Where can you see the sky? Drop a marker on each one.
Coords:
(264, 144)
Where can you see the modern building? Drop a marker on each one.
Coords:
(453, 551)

--

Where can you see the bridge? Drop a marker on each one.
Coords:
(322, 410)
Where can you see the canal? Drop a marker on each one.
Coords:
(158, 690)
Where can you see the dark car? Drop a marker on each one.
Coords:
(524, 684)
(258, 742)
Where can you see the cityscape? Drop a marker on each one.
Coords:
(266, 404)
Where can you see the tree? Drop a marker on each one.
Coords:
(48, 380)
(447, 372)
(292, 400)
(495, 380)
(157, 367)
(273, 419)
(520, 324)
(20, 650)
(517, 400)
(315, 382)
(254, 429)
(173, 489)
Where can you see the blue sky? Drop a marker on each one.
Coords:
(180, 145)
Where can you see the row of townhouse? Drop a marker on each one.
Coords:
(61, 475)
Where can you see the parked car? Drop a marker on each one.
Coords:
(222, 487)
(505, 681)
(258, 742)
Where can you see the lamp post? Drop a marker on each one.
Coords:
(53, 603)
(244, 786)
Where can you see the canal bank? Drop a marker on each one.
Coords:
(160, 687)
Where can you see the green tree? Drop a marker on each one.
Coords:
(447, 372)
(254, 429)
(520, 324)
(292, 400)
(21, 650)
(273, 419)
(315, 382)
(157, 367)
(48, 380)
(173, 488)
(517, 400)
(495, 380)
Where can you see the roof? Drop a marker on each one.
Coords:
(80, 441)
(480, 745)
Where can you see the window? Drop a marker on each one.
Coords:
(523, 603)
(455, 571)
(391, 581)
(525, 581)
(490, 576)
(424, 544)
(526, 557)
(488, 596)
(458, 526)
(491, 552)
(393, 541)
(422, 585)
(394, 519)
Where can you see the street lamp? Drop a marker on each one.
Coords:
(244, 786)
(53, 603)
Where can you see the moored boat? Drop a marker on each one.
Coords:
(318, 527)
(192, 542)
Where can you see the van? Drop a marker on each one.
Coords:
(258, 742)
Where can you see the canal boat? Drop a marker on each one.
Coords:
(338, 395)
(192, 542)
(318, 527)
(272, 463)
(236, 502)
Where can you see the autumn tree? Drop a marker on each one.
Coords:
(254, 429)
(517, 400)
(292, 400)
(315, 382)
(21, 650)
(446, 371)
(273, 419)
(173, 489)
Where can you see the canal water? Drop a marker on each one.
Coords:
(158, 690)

◆ Task description ◆
For every line of the records that has the word "boat" in it, make a copy.

◆ Result of this task ◆
Where can you see the moored boat? Drop a marker on each one.
Where can you see the canal boat? Drop a marker on each one.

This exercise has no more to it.